» TASK STATEMENT
Each entry that follows needs to be written out exactly, with nothing left out.

Dataset entries:
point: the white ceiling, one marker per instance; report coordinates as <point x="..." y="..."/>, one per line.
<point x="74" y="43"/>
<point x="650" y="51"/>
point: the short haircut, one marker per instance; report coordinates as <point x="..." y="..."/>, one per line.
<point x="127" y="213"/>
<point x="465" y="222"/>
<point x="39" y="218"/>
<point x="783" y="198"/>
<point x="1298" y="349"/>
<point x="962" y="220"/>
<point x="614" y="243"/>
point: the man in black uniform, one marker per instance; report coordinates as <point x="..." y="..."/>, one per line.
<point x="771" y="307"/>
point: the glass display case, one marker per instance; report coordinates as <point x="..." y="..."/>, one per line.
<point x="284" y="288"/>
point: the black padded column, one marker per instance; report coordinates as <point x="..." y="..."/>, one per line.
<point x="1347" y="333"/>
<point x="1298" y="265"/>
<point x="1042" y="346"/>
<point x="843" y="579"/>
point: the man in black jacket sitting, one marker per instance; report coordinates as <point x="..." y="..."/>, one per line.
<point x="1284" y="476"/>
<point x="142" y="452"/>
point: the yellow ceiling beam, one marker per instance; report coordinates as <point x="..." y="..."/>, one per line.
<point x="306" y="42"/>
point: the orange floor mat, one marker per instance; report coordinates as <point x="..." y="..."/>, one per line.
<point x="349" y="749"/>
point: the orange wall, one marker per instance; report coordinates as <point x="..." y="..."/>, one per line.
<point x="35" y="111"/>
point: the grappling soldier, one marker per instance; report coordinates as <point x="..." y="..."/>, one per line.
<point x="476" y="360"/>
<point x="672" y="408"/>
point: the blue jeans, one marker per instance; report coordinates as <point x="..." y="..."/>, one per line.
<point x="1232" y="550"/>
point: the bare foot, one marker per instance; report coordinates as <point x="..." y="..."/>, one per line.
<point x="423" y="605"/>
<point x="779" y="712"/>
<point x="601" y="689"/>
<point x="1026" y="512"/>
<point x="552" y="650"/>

» EXERCISE RESPONSE
point: the white ceiling, one marker per instance; report coordinates as <point x="..." y="..."/>, one per line.
<point x="74" y="43"/>
<point x="650" y="51"/>
point: the short haircut, one marker per instance; report coordinates as <point x="..." y="..."/>, one per line.
<point x="127" y="213"/>
<point x="465" y="222"/>
<point x="39" y="218"/>
<point x="783" y="198"/>
<point x="1298" y="349"/>
<point x="962" y="220"/>
<point x="614" y="243"/>
point: the man in black uniform, one marker per instance; report coordinates as <point x="..." y="..."/>, one per line.
<point x="771" y="307"/>
point: the glass display case, one marker per instance; report coordinates as <point x="..." y="..."/>, one per line.
<point x="284" y="288"/>
point: the black padded column, one marker per instance; report coordinates as <point x="..." y="..."/>, one per line.
<point x="1347" y="333"/>
<point x="1298" y="265"/>
<point x="1042" y="346"/>
<point x="843" y="579"/>
point: the man in black jacket sitting, one marker per instance; report coordinates as <point x="..." y="..."/>, one per line.
<point x="1284" y="476"/>
<point x="142" y="452"/>
point: the yellow ceiling beam, one marker per instance; report coordinates as <point x="..." y="..."/>, one per line.
<point x="306" y="42"/>
point: the orange floor mat, one marker per instance; report coordinates as <point x="..." y="..."/>, one per line.
<point x="349" y="749"/>
point: the orange wall, one marker per instance; report coordinates as <point x="..." y="..."/>, one per line.
<point x="35" y="111"/>
point: the grappling soldier, one marker per instance; report coordinates as <point x="..." y="..."/>, one per line.
<point x="476" y="360"/>
<point x="672" y="408"/>
point: the blue jeans, one marker per instance; report coordinates as <point x="..." y="..."/>, one per line.
<point x="1232" y="550"/>
point: the bare foot, one marker per instance; report coordinates as <point x="..." y="..."/>, one per line.
<point x="423" y="605"/>
<point x="779" y="712"/>
<point x="601" y="689"/>
<point x="1026" y="512"/>
<point x="552" y="650"/>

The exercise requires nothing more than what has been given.